[Exercise A]: In the forum thread on stretching below, when does gopro say to stretch the joints and ligaments?

[Text to read]:

-------------------------

Why thank you GP. With that said don't be surprised if I show up at your door with my gym bag one day.  hahahahaha


----------



## gopro (May 20, 2003)

> _*Originally posted by firestorm *_
> Why thank you GP. With that said don't be surprised if I show up at your door with my gym bag one day.  hahahahaha


----------



## The Berg Master (May 21, 2003)

Is it also important to stretch for the joints and ligaments etc.?


----------



## gopro (May 21, 2003)

> _*Originally posted by The Berg Master *_
> Is it also important to stretch for the joints and ligaments etc.?



Yes, but do it after training, not before.


----------



## DIVINITUS (May 21, 2003)

I'm not doubting it, but my only problem with p-Funk's statement above about being more flexible after you lift (because you warm up the muscle) is...well...I (personally) am not at all more flexible.  In fact, I am much stiffer and less flexible AFTER lifting do to the "pump" I get.  Sometimes, depending on the muscles I've worked that particular day, there are certain places on my body (like right hand over left shoulder trying to touch left shoulder blade) that I simply cannot reach after working out.


----------



## gopro (May 22, 2003)

> _*Originally posted by DIVINITUS *_
> I'm not doubting it, but my only problem with p-Funk's statement above about being more flexible after you lift (because you warm up the muscle) is...well...I (personally) am not at all more flexible.  In fact, I am much stiffer and less flexible AFTER lifting do to the "pump" I get.  Sometimes, depending on the muscles I've worked that particular day, there are certain places on my body (like right hand over left shoulder trying to touch left shoulder blade) that I simply cannot reach after working out.



I know what you are saying, but that lack of flexibilty is only b/c your muscles are pumped and therefore "getting in the way" of eachother. The joints, tendons, ligaments, and muscles THEMSELVES are more flexible when warm.

Regardless, if we are talking about muscle hypertrophy, which is the specific interest of most on this board, then stretching after a workout is far more productive.


----------



## DIVINITUS (May 22, 2003)

Thanks, GP.  On the other hand, when it comes to joints, tendons, etc. I do feel more limber.  I usually shoot hoops for about 15-20 minutes after I lift and after that I feel much looser (sp?).


----------



## gopro (May 23, 2003)

> _*Originally posted by DIVINITUS *_
> Thanks, GP.  On the other hand, when it comes to joints, tendons, etc. I do feel more limber.  I usually shoot hoops for about 15-20 minutes after I lift and after that I feel much looser (sp?).

-------------------------

[Exercise B]: Rewrite the listing below, swapping "pink" for "red" and keeping everything else the same.

-------------------------

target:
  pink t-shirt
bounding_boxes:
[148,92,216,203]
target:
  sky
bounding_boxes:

-------------------------

[Correct response A]: After training, not before.

[Correct response B]:
target:
  red t-shirt
bounding_boxes:
[148,92,216,203]
target:
  sky
bounding_boxes:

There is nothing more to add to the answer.